To do: Repeat only the stretch of lines below that runs from the line with "Phrase: beige wall" through the line with "Phrase: reflection in window", unaltered.

Material supplied:
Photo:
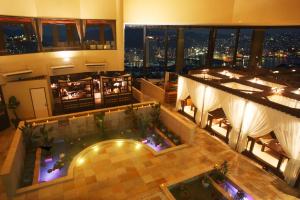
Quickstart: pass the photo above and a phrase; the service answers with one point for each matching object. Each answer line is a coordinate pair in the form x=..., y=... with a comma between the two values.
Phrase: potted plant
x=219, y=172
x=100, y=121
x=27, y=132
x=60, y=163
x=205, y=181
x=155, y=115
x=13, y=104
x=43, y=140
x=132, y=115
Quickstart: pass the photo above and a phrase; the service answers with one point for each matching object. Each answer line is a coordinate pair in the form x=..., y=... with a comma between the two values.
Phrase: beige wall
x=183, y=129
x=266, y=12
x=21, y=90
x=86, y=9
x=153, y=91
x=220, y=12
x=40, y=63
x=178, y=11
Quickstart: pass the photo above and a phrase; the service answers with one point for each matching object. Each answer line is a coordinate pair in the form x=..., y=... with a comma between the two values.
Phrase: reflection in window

* * *

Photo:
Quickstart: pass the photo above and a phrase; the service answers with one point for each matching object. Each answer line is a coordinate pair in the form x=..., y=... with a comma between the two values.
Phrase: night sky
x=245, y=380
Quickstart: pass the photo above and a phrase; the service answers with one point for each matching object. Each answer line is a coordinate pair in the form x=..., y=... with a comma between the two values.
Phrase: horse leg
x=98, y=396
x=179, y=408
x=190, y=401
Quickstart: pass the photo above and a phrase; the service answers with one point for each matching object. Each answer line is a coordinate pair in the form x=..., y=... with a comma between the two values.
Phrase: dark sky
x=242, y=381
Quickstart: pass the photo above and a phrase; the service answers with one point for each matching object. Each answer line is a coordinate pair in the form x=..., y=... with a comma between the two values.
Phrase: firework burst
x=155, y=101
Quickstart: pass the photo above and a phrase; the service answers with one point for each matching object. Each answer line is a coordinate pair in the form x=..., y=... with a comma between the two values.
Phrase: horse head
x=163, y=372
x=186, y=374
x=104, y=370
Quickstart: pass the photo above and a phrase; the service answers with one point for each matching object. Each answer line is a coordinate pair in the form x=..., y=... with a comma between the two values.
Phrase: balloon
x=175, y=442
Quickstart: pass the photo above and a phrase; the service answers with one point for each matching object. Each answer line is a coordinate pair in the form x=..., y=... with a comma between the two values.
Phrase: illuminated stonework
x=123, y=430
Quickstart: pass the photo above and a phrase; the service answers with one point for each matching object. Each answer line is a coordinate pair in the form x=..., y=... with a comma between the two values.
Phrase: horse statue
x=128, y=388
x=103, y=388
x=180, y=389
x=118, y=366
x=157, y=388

Your response:
Phrase: beige wall
x=183, y=129
x=266, y=12
x=21, y=90
x=86, y=9
x=153, y=91
x=220, y=12
x=40, y=63
x=178, y=11
Quickstart: pass the photo above and a phrase; the service answers with one point for each matching object. Each answer line is a coordinate pair in the form x=..., y=... with a comma between the two values.
Phrase: reflection in window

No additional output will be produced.